• Requirement:
Copy out each line of the data below in which "mountain" appears.

= = =

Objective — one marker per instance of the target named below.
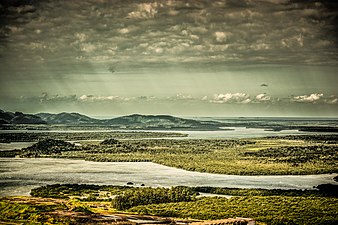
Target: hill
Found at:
(157, 122)
(130, 122)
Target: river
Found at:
(19, 175)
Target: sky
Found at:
(186, 58)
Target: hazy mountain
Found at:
(137, 121)
(19, 118)
(67, 118)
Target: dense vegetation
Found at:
(260, 156)
(268, 206)
(268, 209)
(89, 192)
(323, 190)
(148, 195)
(47, 147)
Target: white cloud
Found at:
(308, 98)
(144, 11)
(221, 36)
(231, 98)
(124, 31)
(263, 97)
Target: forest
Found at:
(75, 204)
(315, 154)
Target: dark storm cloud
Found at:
(170, 32)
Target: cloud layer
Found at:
(132, 33)
(226, 98)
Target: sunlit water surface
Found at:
(18, 176)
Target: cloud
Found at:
(214, 32)
(231, 98)
(144, 11)
(308, 98)
(263, 98)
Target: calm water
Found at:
(18, 176)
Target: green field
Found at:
(256, 156)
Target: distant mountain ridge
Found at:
(137, 121)
(130, 122)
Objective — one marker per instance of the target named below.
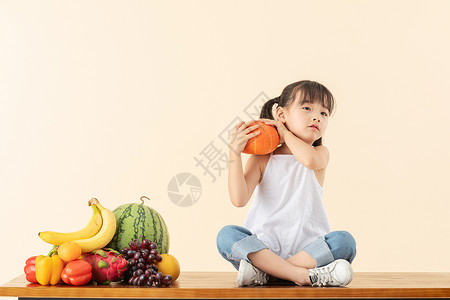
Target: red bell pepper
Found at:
(30, 269)
(77, 272)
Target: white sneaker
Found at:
(250, 275)
(337, 273)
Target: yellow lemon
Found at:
(169, 266)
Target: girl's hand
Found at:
(280, 127)
(241, 135)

= = =

• Exercise output:
Target: hazy mountain
Target: distant mountain ridge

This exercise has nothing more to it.